Stored entries

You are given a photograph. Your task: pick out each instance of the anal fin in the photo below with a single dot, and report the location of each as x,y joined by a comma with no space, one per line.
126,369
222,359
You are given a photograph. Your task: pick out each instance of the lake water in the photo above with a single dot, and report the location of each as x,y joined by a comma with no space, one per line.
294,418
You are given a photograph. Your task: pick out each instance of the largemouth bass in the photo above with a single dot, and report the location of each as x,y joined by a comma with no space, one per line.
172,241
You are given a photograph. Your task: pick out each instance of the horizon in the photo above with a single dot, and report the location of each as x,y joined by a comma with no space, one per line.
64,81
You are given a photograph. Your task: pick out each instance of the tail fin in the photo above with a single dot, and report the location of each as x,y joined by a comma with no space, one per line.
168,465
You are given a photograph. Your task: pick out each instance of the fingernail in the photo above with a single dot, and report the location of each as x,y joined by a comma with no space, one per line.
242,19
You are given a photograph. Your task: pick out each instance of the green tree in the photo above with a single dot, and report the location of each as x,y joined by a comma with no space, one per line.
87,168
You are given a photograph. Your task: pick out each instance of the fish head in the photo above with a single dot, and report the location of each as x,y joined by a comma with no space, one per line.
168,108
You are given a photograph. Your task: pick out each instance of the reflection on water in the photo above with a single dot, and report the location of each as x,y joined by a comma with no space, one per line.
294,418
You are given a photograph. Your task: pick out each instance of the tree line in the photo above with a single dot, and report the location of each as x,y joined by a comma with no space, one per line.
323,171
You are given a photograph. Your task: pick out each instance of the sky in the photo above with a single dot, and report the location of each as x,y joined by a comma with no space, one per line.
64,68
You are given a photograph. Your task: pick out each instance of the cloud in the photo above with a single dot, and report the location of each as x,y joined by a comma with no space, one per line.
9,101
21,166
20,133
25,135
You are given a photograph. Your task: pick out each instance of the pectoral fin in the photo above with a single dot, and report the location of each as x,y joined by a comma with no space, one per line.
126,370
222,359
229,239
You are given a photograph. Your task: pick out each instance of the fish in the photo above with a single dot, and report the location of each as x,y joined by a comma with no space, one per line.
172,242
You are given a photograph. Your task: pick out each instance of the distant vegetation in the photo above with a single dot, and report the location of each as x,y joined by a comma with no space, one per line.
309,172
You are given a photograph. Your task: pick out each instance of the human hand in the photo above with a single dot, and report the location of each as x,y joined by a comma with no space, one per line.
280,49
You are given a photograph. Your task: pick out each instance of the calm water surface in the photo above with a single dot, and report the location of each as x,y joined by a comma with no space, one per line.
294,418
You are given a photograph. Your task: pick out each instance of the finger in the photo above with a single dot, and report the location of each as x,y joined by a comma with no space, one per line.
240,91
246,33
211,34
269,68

* * *

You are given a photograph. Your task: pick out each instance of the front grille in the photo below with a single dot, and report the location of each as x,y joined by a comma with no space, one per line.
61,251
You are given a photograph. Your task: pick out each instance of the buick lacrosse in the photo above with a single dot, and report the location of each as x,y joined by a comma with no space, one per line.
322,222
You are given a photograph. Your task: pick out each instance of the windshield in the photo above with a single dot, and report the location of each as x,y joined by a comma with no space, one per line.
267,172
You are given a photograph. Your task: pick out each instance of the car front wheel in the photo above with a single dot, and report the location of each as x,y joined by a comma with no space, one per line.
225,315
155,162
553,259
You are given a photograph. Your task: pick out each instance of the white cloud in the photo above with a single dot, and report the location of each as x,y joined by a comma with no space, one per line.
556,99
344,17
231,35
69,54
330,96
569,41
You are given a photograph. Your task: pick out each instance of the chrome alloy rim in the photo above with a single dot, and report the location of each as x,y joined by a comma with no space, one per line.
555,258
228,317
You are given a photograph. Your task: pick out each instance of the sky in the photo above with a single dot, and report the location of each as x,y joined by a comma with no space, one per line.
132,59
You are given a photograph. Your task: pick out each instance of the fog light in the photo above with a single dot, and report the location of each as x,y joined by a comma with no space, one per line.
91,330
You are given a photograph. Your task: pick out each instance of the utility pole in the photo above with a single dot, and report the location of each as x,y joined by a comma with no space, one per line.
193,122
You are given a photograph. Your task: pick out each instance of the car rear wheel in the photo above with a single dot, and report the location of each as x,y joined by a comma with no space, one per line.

SHORT TASK> List each line of the items above that contains the string "fish".

SOLUTION FOR THIS TASK>
You are given a photograph. Your task: pick out each instance of the fish head in the photo above with a single dot, and report the location of each as x,y joined by a comma with no space, one per line.
You are given a photograph. Your task: pick out each instance of the fish in the photo above with a single dot, and report the location of each as x,y joined by a comma with no space, one per line.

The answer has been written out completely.